Exercise tasks ::
- 1) List every percentage increase reported in the article on Microsoft's quarterly earnings, each paired with what rose by that amount.
- 2) Write the next part of the article on Microsoft's quarterly earnings, starting after its last sentence.

Source passage ::
◆ ◆ ◆ ◆
Data Microsoft Didn't Reveal About Bing In Its Earnings Call

One of the biggest gains for Microsoft in the third calendar quarter in 2018 came from gaming -- where revenue jumped 44%. Xbox and related services jumped 36%, contributing to overall revenue for Microsoft’s first fiscal year quarter of $29.08 billion, up 19%.

Revenue in the personal computing space, also linked to Xbox and Windows, rose 15% to $10.75 billion. Office productivity rose 19% to $9.77 and the cloud computing business Azure grew 76%.

Advertising seemed to be the one segment that Microsoft was careful not to call out this quarter, although revenue from search advertising held steady sequentially. Amy Hood, chief financial officer at Microsoft, said during the earnings call that search revenue ex-TAC rose 17% -- driven by Bing’s growth, increasing volume in U.S. and international markets. In Surface, revenue grew 14%, driven by Surface Book 2 and Surface Go.
◆ ◆ ◆ ◆
Recorded information ::
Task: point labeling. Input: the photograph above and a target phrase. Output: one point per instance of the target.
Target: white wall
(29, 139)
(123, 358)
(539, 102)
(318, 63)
◆ ◆ ◆ ◆
Answers to this exercise ::
- 1)
- Gaming revenue: 44%
- Xbox and related services: 36%
- Overall revenue for Microsoft's first fiscal year quarter: 19%
- Revenue in the personal computing space: 15%
- Office productivity: 19%
- Azure cloud computing business: 76%
- Search revenue ex-TAC: 17%
- Surface revenue: 14%

- 2)
Hood told analysts that Microsoft expects $31.9 billion to $32.7 billion in revenue in the fiscal second quarter -- which is the fourth quarter of the calendar year -- including a contribution from GitHub, an acquisition that has not yet closed.

Microsoft did not provide many details, but performance marketing agency Merkle did. Spending for search ads on Bing, along with Yahoo ads, grew 7% in the third quarter of 2018 -- down from 11% growth a quarter earlier. Clicks grew 23% year-on-year (YoY), but the cost-per-click fell 13% as traffic shifted to mobile and as CPCs for the mobile segment itself fell on Bing.

Marketers bought advertising on the Bing network, but spending grew a mere 7% across the Bing Ads and Yahoo Gemini platforms, down from 11% in the sequential quarter. Merkle attributes the “weak” spend partly to product ads cannibalizing buys for text ads -- particularly on mobile.

One important note was that among retailers, Bing Product Ads produced 61% of all non-brand Bing search ad clicks in the third quarter of 2018 -- up 22 points from a year earlier. This brings the conversation back to Raymond James Analyst Aaron Kessler’s visual search research report released Wednesday, and how images continue to take share from text ads.

Merkle also mentioned that Bing Product Ads accelerated slightly to 42% YoY in the third calendar quarter of the year, but text ad-spending growth on Bing and Yahoo slowed to less than 1% YoY. Yahoo took the brunt of the decline.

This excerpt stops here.